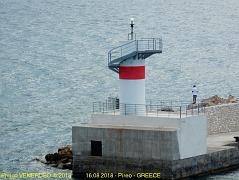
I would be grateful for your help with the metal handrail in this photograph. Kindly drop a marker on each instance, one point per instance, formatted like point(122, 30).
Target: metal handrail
point(148, 109)
point(154, 44)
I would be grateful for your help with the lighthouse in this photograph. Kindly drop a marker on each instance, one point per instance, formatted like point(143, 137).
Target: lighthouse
point(128, 60)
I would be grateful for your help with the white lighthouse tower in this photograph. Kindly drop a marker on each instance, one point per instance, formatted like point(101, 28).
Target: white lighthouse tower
point(128, 60)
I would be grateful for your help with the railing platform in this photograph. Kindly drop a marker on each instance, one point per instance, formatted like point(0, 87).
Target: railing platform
point(137, 48)
point(149, 110)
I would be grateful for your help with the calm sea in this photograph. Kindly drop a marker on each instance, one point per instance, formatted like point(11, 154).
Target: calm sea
point(53, 64)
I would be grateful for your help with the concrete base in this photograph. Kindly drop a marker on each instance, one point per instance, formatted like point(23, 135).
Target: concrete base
point(220, 156)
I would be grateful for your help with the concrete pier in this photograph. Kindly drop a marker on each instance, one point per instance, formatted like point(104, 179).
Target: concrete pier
point(222, 153)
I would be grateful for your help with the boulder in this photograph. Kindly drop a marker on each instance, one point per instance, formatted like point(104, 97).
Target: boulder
point(62, 159)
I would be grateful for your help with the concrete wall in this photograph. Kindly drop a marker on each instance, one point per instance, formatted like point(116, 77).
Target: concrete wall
point(176, 169)
point(144, 144)
point(223, 118)
point(192, 136)
point(140, 121)
point(190, 133)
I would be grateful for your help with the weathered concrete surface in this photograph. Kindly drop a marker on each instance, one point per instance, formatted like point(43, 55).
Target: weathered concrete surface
point(188, 145)
point(219, 156)
point(223, 118)
point(127, 142)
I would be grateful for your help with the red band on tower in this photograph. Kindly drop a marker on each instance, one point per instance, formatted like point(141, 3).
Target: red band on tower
point(132, 72)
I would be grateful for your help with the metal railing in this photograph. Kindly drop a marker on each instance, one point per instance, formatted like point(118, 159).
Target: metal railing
point(155, 110)
point(142, 45)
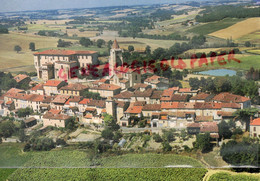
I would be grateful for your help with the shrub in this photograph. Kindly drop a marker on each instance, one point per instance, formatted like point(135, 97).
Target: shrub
point(157, 138)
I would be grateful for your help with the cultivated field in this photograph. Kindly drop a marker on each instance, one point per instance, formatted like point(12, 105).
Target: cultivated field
point(239, 29)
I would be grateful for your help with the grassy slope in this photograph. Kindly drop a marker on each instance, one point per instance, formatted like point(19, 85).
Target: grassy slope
point(239, 29)
point(208, 28)
point(153, 174)
point(5, 172)
point(232, 176)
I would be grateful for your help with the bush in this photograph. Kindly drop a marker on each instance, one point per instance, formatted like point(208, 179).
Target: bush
point(166, 146)
point(60, 142)
point(157, 138)
point(107, 134)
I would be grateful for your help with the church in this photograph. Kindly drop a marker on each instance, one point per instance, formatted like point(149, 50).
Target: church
point(124, 79)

TASK TO CARRY OUT
Print the material again word for word, starting at its beginning and going on through the line that contains "point(149, 110)", with both ends included. Leave the pictures out.

RESULT
I would be grateful for your help with the metal handrail in this photograph. Kindly drop a marker on each instance, one point per instance, formatted like point(122, 30).
Target: metal handrail
point(148, 109)
point(154, 44)
I would be grateful for your help with the lighthouse in this photograph. Kindly drop a marker on each instance, one point per instance, formatted like point(143, 137).
Target: lighthouse
point(128, 60)
I would be grateful for your help with the white lighthouse tower in this photograph. Kindly drop a marker on each instance, one point per instance, formatted like point(101, 28).
Target: white lighthouse tower
point(128, 60)
I would be grateful for your help with the railing platform in this photograph. Kindly drop a marker on each instance, one point per instance, formatted like point(0, 87).
Target: railing platform
point(137, 48)
point(149, 110)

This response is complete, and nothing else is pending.